THERE IS A TIME TO DIE AND A TIME NOT TO (part one)
Walking Down the Incan Highway With Hopper's Last Movie Guide & A Club Sandwich Where Helmut Newton Checked Out
In 2016, I traveled to Peru to shoot the ending of the film I was making called Along for the Ride, which dealt with the production of Dennis Hopper’s directorial followup to Easy Rider, entitled The Last Movie, his war with Universal Pictures, and his subsequent Hollywood blacklisting that followed. Amidst the power struggle between Hopper and Universal, the film was unceremoniously trashed by the studio after winning Cidalc at the Venice Film Festival in 1971.
I was accompanied by the remaining two die-hard crew members still standing after 16 months of production, along with Hopper’s longtime right-hand man Satya de la Manitou, whose eyes the story is seen through. By this point, we were a motley bunch, pulling double and triple duty to get the film in the can. Running on the final fumes of the budget and whatever credit cards and airline miles we had left between us to hit our premiere in Venice. The journey ahead was a destination on a map high in the Peruvian Andes. Specifically, a remote village called Chinchero, where the bulk of The Last Movie was shot from 1969, bleeding into 1970.

YOUR TASKS:
• A. Answer these from the account of filming in Peru, one answer a line:
(i) What did The Last Movie win at the Venice Film Festival in 1971?
(ii) How many months of production had the remaining crew members been through?
(iii) In which remote village was most of The Last Movie shot?
• B. Restate the part of the account of filming in Peru that opens with the words containing "Walking Down the" and closes with "Festival in 1971.", substituting "Paramount" for "Universal".
• C. Pick up the account of filming in Peru from where it stops and keep it going.
The listing after this account of filming in Peru isn't needed for anything here.

SUPPLIED MATERIAL:

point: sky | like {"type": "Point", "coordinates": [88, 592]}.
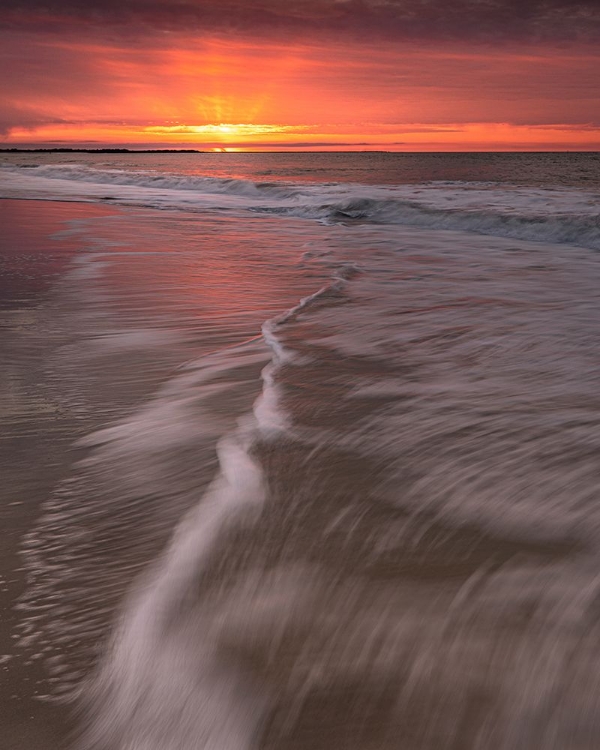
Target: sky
{"type": "Point", "coordinates": [404, 75]}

ANSWERS TO THE EXERCISES:
• A.
(i) Cidalc
(ii) 16 months
(iii) Chinchero

• B.
Walking Down the Incan Highway With Hopper's Last Movie Guide & A Club Sandwich Where Helmut Newton Checked Out
In 2016, I traveled to Peru to shoot the ending of the film I was making called Along for the Ride, which dealt with the production of Dennis Hopper’s directorial followup to Easy Rider, entitled The Last Movie, his war with Paramount Pictures, and his subsequent Hollywood blacklisting that followed. Amidst the power struggle between Hopper and Paramount, the film was unceremoniously trashed by the studio after winning Cidalc at the Venice Film Festival in 1971.

• C.
I had very little else to go on when we boarded our flight at LAX and headed to South America without a plan. I’d elected to wing it. A Hail Mary pass for my ending in a foreign village I had only ever seen in Hopper’s film.
The first entry from My 2016 Peru Journal;
Day 1
We landed at Cusco Airport on Latam Air. There’s a cartoon parrot painted on the fuselage of our plane. Primarily, an international set of college Dave Mathew’s hippies who hacky sack were aboard looking for enlightenment atop Machu Picchu and from Ayahuasca psych guide rip-off artists. We’re in the minority, along with the Peruvians heading home and the odd American businessman.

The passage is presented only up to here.